Lecture: Friday, February 10, 7 to 9 p.m.
Good Shepherd Center, Room 202, 4649 Sunnyside Ave. N., Seattle
$10 members, $15 nonmembers
2 CEUs
The lecture will begin with a retelling of the story about the young boy who fell in love with his own image as he saw it reflected in a tree-shaded pool. Hearing the story retold should help us realize how little of the depth of this myth is caught in the usual interpretations of narcissism . Narcissism is typically defined as a pathology, a personality disorder characterized by arrogance, exploitation, grandiosity and entitlement, by an excessive need for admiration, and by a lack of empathy.
The rich depth psychological revisionings of this story put forward by Sigmund Freud, Lou Andreas-Salome, James Hillman and other Jungians help us to see that narcissism is not a pathology but an expression of a universal longing to return to that beginning time when self and other were one, not just a stage to be transcended but rather the persistent accompaniment of all our deeper experience. As Salome puts it, "There is a kind of narcissism that is an experience of being wholly at one with the world, not just absorbed in oneself." Indeed, reflection on this story leads us to think deeply about the relationship between self-love and the possibility of loving an other as other, between desire and the imagination, between soul and image, between the longing for wholeness and the longing for death.
Workshop: Saturday, February 11, 10 a.m. to 4 p.m.
Good Shepherd Center, Room 221, 4649 Sunnyside Ave. N., Seattle
$50 members, $60 nonmembers (corrected from earlier posted amount)
5 CEUs
To learn about preregistering for the workshop, see Preregistration Policy and Form.
The workshop will provide an opportunity for us to explore together how the ripples sent out by reflections on the Myth of Narcissus touch upon our own experience. We will wonder together about such themes as the costs and blessings of introversion and self-absorption, about how desire and imagination have been fruitfully and destructively related in our own lives, about what it is that the soul most deeply longs for. There will be lecture and discussion and some time devoted to journaling—so bring pen and paper and wear comfortable clothes.

■ **YOUR TASKS**:
[1] Answer these questions using the Narcissus event announcement above.
(a) In which room at the Good Shepherd Center is the lecture held?
(b) How many CEUs does the workshop offer?
(c) What should participants bring to the workshop?
[2] Write a continuation of the Narcissus event announcement, starting after its final sentence.

■ **SUPPLIED DATA**:
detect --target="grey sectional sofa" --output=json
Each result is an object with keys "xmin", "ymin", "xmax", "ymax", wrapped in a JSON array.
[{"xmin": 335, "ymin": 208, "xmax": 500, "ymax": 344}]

■ **ANSWERS PER TASK**:
[1]
(a) Room 202
(b) 5 CEUs
(c) Pen and paper

[2]
Christine Downing, Ph.D., currently a Professor of Mythological Studies at Pacifica Graduate Institute in Santa Barbara, taught for almost twenty years in the Department of Religious Studies at San Diego State University (a good part of the time as Chair of the Department and during the same period as a member of the Core Faculty at the San Diego campus of the California School of Professional Psychology). From 1963 to 1974 she served as a faculty member of the Religion Department at Douglass College of Rutgers University. She has also taught at the Jung Institute in Zurich and lectures frequently to Jungian groups both here and abroad and at American and European universities. Her undergraduate degree in literature is from Swarthmore College; her Ph.D., in religion and culture is from Drew University. Her books include The Goddess: Journey Through Menopause, Psyche's Sisters, Myths and Mysteries of Same-Sex Love, Mirrors of the Self, Women's Mysteries, Gods In Our Midst, The Long Journey Home, The Luxury of Afterwards, and Preludes: Essays in the Ludic Imagination.
This program has been approved for 7.0 CEU's by the Washington Chapter, National Association of Social Workers (NASW) for Licensed Social Workers, Licensed Marriage & Family Therapists and Licensed Mental Health Counselors. Provider number is #1975-157. The cost to receive a certificate is as follows: 7.0 units for lecture and workshop $15; 2.0 units for the Friday lecture $10; 5.0 units for workshop $10.